Rezai, M., Wrachtrup, J., & Gerhardt, I. (2018). Coherence Properties of Molecular Single Photons for Quantum Networks. Physical Review X, 8(3): 031026.


Cite as: https://hdl.handle.net/21.11116/0000-000E-D892-9
Abstract
Quantum mechanics implies that a single photon can be in the superposition of two distant spatial modes and enable nonlocal interferences. The most vivid example is the two-photon coalescence on a 50:50 beam splitter, known as Hong-Ou-Mandel interference. In the past decade, this experiment has been used to characterize the suitability of different single-photon sources for linear optical quantum gates. This characterization alone cannot guarantee the suitability of the photons in a scalable quantum network. As for a deeper insight, we perform a number of nonclassical interference measurements of single photons emitted by a single organic molecule that are optimized by an atomic Faraday filter. Our measurements reveal near unity visibility of the quantum interference, and a one-port correlation measurement proves the ideal Fourier limited nature of our single-photon source. A delayed choice quantum eraser allows us to observe a constructive interference between the photons, and a Hong-Ou-Mandel peak is formed additionally to the commonly observed dip. These experiments comprehensively characterize the involved photons for their use in a future quantum Internet, and they attest to the fully efficient interaction of the molecular photons with a next subsequent quantum node. They can be adapted to other emitters and will allow us to gain insights to their applicability for quantum information processing. We introduce a quality number that describes the photon's properties for their use in a quantum network; this states that effectively 97% of the utilized molecular photons can be used in a scalable quantum optical system and interact with other quantum nodes. The experiments are based on a hybridization of solid state quantum optics, atomic systems, and all-optical quantum information processing.

OBJECTIVE 1 – The abstract says that Hong-Ou-Mandel interference has been used to judge single-photon sources. According to the abstract, why do the authors carry out further nonclassical interference measurements beyond that test?

[Pointing records]
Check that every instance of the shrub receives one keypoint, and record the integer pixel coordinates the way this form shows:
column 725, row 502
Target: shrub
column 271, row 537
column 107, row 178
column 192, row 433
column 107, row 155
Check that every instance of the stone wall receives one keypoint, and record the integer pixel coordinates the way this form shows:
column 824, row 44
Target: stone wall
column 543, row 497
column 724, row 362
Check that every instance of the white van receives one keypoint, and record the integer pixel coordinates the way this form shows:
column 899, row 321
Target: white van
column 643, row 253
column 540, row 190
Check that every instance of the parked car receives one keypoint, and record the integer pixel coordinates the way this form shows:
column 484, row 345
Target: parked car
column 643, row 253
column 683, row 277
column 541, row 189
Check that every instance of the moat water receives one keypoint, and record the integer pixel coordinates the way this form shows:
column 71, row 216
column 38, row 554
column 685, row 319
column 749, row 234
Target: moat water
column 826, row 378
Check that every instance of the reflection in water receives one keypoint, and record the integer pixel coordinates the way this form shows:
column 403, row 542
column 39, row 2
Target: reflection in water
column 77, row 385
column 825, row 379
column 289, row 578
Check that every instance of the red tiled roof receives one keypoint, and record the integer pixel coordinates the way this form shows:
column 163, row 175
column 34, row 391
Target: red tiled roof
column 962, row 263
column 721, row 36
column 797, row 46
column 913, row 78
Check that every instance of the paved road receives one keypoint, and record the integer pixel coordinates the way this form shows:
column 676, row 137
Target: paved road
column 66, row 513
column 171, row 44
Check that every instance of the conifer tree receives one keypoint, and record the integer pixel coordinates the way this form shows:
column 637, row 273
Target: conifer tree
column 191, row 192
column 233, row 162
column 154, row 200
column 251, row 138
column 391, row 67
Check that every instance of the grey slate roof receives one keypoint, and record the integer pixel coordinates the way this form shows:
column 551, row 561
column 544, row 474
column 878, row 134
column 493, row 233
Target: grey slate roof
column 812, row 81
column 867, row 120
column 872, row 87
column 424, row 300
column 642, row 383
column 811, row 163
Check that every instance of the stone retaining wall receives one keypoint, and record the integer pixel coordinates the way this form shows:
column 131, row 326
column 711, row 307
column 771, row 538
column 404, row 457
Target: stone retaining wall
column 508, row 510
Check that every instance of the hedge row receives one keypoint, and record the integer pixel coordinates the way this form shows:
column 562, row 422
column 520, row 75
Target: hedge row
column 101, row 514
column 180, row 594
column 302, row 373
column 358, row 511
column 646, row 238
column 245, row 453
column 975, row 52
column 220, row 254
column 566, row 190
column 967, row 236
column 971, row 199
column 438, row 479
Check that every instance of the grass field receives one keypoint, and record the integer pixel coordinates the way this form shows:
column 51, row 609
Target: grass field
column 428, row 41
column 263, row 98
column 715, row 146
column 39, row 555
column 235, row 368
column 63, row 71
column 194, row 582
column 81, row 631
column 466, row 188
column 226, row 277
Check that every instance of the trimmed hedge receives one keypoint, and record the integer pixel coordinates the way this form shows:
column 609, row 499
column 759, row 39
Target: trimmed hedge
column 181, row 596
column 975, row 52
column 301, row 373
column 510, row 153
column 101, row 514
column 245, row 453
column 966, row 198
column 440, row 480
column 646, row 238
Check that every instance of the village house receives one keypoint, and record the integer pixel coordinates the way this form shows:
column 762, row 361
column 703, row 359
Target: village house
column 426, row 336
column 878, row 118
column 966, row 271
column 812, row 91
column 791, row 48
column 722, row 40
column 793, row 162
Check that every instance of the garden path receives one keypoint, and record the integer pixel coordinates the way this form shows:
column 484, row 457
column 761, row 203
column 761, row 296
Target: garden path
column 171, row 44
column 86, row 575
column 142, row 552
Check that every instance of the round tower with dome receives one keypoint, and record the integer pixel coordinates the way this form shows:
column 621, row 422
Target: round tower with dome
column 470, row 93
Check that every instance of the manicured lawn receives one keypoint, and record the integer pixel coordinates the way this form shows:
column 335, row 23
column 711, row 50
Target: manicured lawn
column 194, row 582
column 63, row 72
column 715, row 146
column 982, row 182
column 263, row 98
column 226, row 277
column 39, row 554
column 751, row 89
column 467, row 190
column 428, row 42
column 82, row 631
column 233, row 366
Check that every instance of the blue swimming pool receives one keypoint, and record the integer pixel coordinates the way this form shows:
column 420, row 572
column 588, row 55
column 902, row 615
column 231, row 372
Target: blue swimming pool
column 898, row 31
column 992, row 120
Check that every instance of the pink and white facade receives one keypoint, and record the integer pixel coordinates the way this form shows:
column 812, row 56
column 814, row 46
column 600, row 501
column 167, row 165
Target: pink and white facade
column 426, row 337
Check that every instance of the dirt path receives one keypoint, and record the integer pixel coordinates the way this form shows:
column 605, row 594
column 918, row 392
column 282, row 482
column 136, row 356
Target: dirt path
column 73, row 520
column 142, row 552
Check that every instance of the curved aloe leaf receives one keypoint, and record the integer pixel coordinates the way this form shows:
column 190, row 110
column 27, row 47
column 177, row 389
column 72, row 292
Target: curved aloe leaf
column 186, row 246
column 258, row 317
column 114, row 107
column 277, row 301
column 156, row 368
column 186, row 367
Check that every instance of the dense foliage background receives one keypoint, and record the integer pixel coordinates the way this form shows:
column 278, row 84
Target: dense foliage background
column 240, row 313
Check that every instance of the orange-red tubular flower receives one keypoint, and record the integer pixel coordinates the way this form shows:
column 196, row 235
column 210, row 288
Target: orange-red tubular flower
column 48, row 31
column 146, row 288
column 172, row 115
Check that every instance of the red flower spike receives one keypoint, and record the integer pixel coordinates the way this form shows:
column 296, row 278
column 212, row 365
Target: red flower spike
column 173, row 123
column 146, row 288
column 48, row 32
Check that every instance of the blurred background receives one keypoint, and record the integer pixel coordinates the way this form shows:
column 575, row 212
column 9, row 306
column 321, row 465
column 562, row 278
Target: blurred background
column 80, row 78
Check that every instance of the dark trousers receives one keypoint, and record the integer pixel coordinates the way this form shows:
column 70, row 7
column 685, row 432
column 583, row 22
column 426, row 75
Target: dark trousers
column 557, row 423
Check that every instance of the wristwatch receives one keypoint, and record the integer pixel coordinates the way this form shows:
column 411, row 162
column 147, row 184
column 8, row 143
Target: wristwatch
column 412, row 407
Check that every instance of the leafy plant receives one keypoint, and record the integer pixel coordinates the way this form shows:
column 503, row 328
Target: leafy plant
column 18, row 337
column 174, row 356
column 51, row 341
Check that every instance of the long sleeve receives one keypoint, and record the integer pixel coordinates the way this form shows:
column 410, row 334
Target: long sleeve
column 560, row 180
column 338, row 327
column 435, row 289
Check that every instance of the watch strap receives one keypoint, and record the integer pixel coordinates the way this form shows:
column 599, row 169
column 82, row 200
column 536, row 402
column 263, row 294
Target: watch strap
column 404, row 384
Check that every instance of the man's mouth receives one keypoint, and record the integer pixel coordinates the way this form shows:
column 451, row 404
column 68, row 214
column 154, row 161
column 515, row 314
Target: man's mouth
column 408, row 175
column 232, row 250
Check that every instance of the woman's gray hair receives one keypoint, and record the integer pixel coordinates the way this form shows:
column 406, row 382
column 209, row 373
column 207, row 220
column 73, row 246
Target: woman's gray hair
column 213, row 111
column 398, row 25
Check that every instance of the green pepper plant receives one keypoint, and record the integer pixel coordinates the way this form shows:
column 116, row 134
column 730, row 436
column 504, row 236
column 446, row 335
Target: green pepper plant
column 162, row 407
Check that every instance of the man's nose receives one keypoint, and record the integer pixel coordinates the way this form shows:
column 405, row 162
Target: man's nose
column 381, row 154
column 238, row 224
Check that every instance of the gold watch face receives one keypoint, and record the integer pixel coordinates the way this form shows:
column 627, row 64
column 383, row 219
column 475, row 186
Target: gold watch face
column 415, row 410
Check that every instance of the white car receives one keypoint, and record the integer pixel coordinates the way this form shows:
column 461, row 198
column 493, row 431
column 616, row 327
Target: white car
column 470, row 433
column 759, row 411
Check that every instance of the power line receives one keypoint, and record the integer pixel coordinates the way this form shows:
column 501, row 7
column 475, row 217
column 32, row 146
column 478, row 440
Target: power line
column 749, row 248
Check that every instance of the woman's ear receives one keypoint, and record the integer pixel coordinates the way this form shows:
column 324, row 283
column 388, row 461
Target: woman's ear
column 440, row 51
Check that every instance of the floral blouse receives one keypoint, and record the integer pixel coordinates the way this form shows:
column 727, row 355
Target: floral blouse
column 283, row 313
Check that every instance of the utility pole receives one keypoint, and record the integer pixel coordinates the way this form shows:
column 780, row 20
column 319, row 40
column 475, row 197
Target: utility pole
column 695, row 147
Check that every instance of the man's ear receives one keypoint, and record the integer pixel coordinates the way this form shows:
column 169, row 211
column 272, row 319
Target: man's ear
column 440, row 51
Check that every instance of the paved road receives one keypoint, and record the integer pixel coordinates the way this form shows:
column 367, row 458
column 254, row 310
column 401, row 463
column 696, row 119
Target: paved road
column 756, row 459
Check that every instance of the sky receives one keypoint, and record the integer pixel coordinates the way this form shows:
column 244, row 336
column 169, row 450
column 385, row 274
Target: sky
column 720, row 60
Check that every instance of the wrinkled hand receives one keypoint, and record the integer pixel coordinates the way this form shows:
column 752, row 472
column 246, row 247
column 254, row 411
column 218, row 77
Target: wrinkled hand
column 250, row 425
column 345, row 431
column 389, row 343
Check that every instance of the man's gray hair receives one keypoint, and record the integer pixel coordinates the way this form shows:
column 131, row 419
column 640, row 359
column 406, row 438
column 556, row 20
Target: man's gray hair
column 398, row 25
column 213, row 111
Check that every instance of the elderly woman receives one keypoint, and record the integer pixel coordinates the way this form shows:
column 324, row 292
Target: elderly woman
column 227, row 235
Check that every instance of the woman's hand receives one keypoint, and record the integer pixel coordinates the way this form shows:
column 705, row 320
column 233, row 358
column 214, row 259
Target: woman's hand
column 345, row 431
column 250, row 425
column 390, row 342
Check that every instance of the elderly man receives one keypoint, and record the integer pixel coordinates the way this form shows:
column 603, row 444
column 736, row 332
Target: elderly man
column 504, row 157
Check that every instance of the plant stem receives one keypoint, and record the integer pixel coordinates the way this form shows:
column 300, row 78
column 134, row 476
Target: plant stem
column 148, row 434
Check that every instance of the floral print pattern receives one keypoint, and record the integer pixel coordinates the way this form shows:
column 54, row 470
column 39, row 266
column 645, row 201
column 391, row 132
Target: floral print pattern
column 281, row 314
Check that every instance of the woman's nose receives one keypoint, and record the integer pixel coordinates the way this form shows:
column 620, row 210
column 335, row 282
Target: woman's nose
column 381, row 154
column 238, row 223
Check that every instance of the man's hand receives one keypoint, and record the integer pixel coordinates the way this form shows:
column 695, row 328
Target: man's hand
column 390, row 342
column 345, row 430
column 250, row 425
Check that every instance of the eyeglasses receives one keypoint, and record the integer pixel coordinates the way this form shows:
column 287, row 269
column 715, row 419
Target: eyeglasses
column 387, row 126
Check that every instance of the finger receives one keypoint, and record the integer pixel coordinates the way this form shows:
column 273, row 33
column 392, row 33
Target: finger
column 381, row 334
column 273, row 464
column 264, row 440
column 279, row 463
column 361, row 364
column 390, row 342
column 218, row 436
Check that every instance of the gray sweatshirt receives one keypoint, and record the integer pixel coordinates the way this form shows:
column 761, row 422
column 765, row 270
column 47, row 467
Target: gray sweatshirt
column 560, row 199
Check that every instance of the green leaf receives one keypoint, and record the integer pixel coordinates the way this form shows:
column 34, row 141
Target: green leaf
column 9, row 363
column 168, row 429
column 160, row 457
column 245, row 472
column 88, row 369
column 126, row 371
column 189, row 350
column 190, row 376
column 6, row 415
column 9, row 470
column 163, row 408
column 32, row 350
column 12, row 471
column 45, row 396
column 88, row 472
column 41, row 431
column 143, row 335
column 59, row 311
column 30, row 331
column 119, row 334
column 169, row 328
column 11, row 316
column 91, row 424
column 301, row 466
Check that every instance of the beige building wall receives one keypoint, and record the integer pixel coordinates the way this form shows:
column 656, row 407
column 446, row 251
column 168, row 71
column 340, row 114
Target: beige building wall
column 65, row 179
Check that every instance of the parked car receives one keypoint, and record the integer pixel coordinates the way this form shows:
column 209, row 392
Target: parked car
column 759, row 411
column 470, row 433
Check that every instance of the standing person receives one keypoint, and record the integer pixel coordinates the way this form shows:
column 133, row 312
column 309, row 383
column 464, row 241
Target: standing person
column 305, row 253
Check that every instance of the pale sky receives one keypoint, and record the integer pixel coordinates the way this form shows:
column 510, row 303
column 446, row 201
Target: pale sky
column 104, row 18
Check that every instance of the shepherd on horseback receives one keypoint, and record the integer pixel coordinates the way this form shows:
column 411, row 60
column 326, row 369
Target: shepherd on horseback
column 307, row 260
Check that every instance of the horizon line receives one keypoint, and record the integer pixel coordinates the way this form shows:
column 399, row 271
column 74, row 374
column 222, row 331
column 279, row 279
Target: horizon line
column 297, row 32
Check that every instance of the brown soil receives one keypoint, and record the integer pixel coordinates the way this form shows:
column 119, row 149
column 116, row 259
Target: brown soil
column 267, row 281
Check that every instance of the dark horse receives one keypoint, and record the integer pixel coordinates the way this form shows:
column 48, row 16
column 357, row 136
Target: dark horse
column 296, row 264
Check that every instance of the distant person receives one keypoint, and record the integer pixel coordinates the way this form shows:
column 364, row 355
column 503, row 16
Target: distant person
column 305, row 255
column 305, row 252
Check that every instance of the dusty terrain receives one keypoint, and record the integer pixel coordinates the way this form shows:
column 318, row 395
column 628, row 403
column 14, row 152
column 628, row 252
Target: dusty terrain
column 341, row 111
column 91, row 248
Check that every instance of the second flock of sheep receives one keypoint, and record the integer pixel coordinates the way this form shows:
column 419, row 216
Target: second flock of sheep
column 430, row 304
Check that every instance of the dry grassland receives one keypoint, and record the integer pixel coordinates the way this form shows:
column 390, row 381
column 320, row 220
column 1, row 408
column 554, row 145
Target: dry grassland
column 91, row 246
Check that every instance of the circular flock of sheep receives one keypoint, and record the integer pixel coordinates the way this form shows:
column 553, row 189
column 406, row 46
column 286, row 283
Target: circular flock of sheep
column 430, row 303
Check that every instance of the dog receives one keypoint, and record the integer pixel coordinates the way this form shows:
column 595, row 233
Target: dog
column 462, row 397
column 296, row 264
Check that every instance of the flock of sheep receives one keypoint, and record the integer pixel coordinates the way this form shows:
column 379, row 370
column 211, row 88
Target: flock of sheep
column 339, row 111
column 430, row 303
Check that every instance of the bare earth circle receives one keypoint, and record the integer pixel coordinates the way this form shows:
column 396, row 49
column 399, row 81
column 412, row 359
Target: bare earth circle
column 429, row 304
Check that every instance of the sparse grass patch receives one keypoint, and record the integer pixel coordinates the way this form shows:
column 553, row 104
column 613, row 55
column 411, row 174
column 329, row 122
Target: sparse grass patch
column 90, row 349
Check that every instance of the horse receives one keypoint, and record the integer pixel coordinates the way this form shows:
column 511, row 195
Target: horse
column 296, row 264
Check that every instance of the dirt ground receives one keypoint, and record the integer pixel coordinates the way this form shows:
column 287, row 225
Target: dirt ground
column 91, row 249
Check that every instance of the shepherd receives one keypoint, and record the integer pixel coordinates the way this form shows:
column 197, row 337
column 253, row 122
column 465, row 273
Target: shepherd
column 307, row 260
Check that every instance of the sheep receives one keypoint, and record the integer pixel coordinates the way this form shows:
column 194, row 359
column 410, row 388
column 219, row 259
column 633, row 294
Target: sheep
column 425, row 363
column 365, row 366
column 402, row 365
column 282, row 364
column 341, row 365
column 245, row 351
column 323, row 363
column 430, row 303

OBJECTIVE 2 – In the records, give back only the lines starting with the line containing "Check that every instance of the beige" and going on through the line containing "Target: beige building wall". Replace "beige" with "gray" and leave everything else unchanged.

WRITTEN ANSWER 1 – The abstract states that Hong-Ou-Mandel characterization alone cannot guarantee that the photons are suitable for a scalable quantum network. To gain deeper insight, the authors perform several nonclassical interference measurements on single photons from a single organic molecule.

WRITTEN ANSWER 2 –
Check that every instance of the gray building wall receives one keypoint, and record the integer pixel coordinates the way this form shows:
column 656, row 407
column 446, row 251
column 168, row 71
column 340, row 114
Target: gray building wall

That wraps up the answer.